Your assignment
Output the records exactly, with no line skipped.

#### Recorded data

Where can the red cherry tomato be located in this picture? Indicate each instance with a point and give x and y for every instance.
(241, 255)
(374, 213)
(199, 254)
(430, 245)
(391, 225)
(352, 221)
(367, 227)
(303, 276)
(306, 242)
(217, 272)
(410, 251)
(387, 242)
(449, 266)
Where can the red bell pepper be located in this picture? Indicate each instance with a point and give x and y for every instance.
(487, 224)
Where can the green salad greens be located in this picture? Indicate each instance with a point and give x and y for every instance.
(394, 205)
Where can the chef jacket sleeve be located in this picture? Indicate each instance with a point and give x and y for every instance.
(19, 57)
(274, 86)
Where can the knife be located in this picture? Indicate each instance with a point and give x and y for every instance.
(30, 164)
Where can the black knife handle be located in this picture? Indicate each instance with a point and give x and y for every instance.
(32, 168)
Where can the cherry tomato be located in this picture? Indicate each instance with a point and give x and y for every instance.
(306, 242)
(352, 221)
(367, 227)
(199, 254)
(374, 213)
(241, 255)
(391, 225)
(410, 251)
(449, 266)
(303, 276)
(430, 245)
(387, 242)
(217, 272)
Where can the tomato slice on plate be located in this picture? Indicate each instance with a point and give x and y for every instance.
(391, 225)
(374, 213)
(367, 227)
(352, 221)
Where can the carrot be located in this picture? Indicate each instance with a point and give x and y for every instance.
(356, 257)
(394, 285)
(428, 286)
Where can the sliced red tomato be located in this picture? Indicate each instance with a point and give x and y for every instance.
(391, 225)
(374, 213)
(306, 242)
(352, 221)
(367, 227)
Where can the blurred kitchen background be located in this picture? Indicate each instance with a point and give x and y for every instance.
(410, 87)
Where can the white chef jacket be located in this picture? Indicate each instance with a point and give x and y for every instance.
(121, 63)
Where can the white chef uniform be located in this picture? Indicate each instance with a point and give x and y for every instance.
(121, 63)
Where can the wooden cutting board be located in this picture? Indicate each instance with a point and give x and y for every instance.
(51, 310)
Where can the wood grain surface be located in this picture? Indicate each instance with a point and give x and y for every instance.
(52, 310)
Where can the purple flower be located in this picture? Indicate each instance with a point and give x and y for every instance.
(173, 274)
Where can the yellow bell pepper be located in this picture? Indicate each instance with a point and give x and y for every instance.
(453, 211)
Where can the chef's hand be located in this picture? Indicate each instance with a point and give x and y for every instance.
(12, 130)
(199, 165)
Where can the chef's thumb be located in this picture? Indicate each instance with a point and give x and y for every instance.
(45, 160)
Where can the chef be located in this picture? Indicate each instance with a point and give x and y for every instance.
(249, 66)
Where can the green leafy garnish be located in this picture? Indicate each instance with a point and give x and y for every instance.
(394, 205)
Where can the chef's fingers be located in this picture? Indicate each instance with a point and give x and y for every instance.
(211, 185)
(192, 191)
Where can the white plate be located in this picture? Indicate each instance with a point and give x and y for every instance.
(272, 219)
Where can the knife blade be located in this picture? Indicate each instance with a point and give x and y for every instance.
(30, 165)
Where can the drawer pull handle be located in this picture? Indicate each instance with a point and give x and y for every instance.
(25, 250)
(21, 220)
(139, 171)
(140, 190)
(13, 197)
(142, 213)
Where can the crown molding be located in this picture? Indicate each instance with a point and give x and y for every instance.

########

Your solution
Where can the red cherry tomato be located in this picture? Indicate each instance with a point and give x and y for every instance.
(241, 255)
(374, 213)
(199, 254)
(430, 245)
(391, 225)
(352, 221)
(367, 227)
(303, 276)
(306, 242)
(217, 272)
(410, 251)
(387, 242)
(449, 266)
Where can the red bell pepper be located in this picture? Indicate each instance with a point and give x and y for every instance.
(487, 224)
Where can the green salad greens be located in this picture? Indicate each instance with a point and give x and y for every instance.
(394, 205)
Where can the chef jacket sleeve be located in this picture? Indicate each instance with a point and give x and y for every instance.
(19, 57)
(274, 86)
Where can the knife be located in this picture? Indicate each instance with a point and give x and y for every instance.
(30, 164)
Where can the black knife handle be located in this picture? Indicate each instance with a point and give x and y for every instance.
(32, 168)
Where can the cherry tomato be located in this picture? Indicate each instance with a point and give x and y for every instance.
(306, 242)
(352, 221)
(367, 227)
(199, 254)
(374, 213)
(241, 255)
(391, 225)
(410, 251)
(449, 266)
(303, 276)
(430, 245)
(387, 242)
(217, 272)
Where can the tomato slice on plate be located in this picture? Indicate each instance with a point and give x and y for every instance.
(391, 225)
(374, 213)
(367, 227)
(352, 221)
Where can the carrot be located in this picture? Indicate each instance with a point and give x and y for every instance.
(356, 257)
(394, 285)
(428, 286)
Where can the sliced red tomato be located in this picture? Indicate each instance with a point and give x and y for every instance.
(391, 225)
(374, 213)
(306, 242)
(352, 221)
(367, 227)
Where can the blurred kitchen background be located in this picture? Indicate each instance with a point and give x and y for every instance.
(410, 87)
Where can the white chef jacket be located in this picture? Indicate each instance with a point and give x and y for every instance.
(121, 63)
Where can the white chef uniform be located in this picture? Indicate each instance with a point and give x and y for every instance.
(121, 63)
Where can the wooden cutting board be located in this picture? Indicate each instance with a point and give x and y for every instance.
(51, 310)
Where can the wood grain surface be located in this picture? Indicate each instance with a point and give x and y for every instance.
(52, 310)
Where can the purple flower be located in this picture? Indicate each instance with a point and give x and y for every instance.
(173, 274)
Where can the yellow bell pepper be located in this picture? Indicate each instance with a point and give x and y for every instance.
(453, 211)
Where can the chef's hand be located in this picture? Indicate each instance with a point and give x and y for every instance.
(12, 130)
(199, 165)
Where can the chef's thumb be located in this picture? Indicate each instance with a point and give x and y for every instance.
(45, 160)
Where can the chef be located in this picture? Indicate each instance with a point and give x and y for every instance.
(249, 66)
Where can the green leafy garnish be located in this picture? Indicate each instance with a point and give x and y for every instance.
(394, 205)
Where can the chef's fingers be located in this picture? Indicate each instance with a point and give x and y for every instance.
(211, 185)
(192, 191)
Where can the white plate be located in this picture? Indicate each instance with a point and give x and y for every instance.
(272, 219)
Where can the knife blade be located in this picture? Indicate each instance with a point and give x and y for every instance.
(30, 165)
Where can the drawer pull handle be located in this picture? Indicate each instance with a point and give x and y for every instance.
(25, 250)
(21, 220)
(139, 171)
(140, 190)
(13, 197)
(142, 213)
Where can the crown molding be located in this picture? Indicate each instance with a point and give x and y for every instance.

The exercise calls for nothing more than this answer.